(Records excerpted from a collection)
• • •

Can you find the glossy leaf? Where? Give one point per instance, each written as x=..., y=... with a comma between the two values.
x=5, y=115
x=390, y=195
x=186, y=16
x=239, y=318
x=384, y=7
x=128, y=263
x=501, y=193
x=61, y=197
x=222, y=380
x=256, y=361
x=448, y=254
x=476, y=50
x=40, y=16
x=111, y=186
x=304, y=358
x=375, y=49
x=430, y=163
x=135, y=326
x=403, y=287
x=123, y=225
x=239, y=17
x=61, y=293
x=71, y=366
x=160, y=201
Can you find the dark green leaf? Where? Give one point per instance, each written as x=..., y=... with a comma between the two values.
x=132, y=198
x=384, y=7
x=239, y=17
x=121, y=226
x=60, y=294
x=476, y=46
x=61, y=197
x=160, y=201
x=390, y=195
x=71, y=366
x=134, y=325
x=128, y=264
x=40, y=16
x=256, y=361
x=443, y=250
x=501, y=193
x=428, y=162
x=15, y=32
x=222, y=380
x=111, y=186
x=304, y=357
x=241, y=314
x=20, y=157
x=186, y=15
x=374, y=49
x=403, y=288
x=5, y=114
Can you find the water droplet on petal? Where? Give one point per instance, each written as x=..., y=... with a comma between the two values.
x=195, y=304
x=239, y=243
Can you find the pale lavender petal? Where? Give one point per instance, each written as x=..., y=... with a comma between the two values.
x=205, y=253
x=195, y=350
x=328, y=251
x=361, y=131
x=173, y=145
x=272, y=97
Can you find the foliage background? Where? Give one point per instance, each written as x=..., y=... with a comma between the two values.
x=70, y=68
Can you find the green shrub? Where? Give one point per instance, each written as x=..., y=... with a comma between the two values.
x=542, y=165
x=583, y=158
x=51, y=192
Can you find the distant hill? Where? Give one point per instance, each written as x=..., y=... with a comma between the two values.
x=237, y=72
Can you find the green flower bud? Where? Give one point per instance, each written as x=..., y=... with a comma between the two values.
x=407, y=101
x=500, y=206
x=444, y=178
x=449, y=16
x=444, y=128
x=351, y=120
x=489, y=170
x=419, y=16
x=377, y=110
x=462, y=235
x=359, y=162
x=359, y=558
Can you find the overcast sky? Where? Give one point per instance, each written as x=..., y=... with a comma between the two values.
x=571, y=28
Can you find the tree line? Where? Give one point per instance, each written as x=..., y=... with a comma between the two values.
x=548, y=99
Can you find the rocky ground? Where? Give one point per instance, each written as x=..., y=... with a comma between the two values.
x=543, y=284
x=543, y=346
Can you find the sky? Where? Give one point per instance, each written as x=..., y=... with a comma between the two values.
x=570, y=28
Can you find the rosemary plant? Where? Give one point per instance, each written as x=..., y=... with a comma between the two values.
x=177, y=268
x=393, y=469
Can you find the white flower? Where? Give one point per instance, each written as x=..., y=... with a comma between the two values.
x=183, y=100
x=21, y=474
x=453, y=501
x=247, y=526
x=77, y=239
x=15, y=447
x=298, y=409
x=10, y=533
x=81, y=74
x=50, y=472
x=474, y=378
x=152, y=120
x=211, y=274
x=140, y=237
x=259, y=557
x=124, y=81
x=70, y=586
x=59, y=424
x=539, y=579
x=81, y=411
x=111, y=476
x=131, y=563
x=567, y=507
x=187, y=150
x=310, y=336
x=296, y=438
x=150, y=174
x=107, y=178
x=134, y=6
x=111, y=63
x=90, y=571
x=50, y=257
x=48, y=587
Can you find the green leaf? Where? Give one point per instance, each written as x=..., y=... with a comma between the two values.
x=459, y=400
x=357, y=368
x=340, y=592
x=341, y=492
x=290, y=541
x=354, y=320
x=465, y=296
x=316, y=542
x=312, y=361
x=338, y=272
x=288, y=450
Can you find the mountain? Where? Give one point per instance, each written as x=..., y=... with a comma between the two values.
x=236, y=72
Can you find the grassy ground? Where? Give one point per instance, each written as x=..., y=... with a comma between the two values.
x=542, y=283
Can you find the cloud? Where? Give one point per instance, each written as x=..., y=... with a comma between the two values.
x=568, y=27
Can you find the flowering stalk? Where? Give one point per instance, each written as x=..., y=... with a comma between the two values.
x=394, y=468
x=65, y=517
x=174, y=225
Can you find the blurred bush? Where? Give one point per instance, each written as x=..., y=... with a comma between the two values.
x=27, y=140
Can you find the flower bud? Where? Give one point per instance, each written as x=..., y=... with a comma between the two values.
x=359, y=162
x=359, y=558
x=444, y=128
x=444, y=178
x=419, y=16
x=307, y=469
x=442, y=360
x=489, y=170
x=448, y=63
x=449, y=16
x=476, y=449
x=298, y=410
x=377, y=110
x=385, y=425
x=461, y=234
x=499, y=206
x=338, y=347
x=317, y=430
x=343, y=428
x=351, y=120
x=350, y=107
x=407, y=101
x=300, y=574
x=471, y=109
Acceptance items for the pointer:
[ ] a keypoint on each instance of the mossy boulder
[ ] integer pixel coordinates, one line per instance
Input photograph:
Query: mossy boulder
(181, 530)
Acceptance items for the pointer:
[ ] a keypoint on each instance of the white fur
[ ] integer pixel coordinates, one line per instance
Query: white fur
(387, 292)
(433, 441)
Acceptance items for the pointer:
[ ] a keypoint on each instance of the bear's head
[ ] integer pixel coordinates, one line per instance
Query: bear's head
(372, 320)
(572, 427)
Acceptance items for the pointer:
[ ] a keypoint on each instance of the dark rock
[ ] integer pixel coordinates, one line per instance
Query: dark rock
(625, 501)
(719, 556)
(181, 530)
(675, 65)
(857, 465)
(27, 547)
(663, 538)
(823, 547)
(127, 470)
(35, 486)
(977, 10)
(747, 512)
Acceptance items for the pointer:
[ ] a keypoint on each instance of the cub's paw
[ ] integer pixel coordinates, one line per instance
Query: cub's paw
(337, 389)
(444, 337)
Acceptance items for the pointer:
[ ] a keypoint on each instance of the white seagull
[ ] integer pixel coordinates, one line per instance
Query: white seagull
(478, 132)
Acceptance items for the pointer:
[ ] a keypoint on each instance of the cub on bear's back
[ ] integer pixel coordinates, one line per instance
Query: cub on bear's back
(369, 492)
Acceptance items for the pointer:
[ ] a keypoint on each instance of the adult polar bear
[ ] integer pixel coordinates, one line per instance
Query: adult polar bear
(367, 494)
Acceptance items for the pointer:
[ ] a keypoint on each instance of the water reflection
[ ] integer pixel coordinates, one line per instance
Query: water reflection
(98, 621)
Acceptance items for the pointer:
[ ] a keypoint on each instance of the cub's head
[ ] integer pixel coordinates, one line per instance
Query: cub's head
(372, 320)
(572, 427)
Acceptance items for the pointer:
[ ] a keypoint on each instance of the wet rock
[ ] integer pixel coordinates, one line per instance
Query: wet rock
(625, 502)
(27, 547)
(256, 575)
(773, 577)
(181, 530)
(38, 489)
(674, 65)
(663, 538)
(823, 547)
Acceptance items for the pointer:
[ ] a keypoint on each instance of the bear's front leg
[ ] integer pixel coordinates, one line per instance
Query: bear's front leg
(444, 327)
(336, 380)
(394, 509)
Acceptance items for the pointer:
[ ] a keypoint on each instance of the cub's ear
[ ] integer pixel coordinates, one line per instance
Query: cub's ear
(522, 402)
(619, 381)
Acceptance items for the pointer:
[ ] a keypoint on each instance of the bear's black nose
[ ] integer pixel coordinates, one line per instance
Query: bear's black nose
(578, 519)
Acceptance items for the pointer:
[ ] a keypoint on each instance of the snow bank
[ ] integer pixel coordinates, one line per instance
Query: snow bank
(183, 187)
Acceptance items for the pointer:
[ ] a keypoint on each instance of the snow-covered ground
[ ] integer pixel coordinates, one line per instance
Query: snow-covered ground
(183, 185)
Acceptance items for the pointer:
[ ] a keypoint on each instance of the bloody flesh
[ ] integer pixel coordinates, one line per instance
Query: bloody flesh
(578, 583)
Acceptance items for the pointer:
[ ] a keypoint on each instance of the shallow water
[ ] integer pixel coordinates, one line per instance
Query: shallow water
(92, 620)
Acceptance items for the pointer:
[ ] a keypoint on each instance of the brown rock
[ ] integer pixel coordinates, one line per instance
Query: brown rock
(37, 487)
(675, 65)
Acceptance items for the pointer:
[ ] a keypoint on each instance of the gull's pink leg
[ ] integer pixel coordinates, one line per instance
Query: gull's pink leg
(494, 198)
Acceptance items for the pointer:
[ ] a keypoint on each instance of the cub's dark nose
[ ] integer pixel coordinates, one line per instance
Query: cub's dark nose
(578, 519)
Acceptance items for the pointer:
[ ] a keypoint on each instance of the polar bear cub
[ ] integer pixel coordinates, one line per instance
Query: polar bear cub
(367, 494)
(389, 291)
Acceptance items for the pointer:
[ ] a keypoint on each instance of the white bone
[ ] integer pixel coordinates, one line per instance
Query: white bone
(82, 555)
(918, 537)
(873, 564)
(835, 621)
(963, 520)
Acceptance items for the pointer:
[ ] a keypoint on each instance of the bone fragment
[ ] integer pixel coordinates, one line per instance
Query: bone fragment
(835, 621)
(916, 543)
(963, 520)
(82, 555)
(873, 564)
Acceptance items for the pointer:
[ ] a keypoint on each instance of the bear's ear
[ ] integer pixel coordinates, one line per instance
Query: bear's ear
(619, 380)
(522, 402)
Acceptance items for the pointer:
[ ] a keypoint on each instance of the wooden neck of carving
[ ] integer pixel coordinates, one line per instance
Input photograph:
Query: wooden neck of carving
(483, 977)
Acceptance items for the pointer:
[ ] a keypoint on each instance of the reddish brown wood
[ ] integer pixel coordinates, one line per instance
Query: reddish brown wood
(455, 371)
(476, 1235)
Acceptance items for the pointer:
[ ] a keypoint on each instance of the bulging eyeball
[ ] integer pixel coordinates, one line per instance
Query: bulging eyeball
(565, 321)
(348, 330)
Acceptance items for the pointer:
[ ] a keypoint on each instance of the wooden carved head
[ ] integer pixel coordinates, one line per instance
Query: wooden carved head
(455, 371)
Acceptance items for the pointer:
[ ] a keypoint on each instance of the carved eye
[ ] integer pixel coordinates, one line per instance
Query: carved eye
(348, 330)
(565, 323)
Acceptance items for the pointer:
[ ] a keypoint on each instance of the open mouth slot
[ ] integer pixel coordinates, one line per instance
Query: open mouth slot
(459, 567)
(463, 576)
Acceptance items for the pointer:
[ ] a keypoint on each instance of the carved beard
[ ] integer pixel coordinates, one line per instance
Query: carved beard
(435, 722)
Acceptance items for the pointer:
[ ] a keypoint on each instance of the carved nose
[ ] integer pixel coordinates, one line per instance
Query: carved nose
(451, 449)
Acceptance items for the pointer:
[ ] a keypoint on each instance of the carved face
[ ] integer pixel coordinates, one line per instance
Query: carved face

• • •

Problem description -> Taking the records above as a whole, work out how many of their lines hold the word "face". The reply should be that number alone.

Written response -> 2